### RECORDS FOR PROCESSING

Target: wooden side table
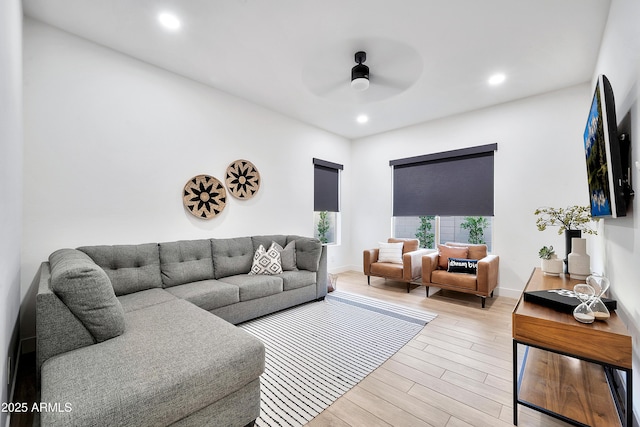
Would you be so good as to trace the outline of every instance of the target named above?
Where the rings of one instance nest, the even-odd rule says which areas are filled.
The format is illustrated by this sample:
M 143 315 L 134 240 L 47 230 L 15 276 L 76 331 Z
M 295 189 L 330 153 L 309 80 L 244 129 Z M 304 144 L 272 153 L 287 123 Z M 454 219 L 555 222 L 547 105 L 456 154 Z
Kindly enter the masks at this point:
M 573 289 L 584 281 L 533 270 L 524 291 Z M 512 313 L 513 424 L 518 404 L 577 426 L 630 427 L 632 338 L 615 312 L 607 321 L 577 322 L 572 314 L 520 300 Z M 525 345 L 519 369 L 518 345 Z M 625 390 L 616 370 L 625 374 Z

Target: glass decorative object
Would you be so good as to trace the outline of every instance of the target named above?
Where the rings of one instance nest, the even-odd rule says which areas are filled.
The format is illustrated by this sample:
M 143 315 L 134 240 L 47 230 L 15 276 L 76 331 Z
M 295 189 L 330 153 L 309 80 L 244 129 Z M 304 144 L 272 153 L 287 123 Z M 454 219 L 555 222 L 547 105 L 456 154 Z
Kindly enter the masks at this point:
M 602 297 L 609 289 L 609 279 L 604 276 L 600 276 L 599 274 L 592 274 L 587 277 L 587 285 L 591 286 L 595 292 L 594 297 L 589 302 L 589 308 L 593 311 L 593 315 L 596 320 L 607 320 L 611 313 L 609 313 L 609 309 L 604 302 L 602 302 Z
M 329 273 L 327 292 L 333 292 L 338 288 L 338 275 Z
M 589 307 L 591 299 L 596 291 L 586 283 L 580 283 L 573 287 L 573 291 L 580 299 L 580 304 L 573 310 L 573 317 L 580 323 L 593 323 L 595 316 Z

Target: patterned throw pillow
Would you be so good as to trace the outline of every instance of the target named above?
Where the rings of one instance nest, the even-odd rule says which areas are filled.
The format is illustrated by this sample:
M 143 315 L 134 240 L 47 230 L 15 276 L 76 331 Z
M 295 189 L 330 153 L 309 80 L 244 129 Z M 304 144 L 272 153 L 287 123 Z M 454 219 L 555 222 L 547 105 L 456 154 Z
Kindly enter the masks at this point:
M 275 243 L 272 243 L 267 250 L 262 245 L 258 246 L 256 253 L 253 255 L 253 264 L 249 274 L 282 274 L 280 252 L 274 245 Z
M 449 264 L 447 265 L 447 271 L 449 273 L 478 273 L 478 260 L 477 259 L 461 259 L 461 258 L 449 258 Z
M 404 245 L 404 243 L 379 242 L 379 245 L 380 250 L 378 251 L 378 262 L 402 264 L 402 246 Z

######
### RECORDS FOR PROCESSING

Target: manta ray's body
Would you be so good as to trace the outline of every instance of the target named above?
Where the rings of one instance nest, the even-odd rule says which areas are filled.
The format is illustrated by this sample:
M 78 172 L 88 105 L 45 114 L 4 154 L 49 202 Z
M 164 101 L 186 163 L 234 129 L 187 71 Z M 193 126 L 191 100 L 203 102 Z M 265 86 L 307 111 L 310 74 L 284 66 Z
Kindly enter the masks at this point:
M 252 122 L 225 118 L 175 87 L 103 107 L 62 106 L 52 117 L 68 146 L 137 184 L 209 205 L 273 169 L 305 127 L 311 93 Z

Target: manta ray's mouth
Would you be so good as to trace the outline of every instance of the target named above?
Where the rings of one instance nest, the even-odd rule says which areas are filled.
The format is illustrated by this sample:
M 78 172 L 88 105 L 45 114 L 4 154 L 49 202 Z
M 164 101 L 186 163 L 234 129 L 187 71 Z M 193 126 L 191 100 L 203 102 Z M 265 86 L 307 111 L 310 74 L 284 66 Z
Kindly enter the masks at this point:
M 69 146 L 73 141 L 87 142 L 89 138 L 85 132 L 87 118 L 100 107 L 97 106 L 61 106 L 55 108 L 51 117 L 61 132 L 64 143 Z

######

Tell how many lines in the records above carry the word "manta". Only the number should appear in the reply.

▸ TASK RESPONSE
2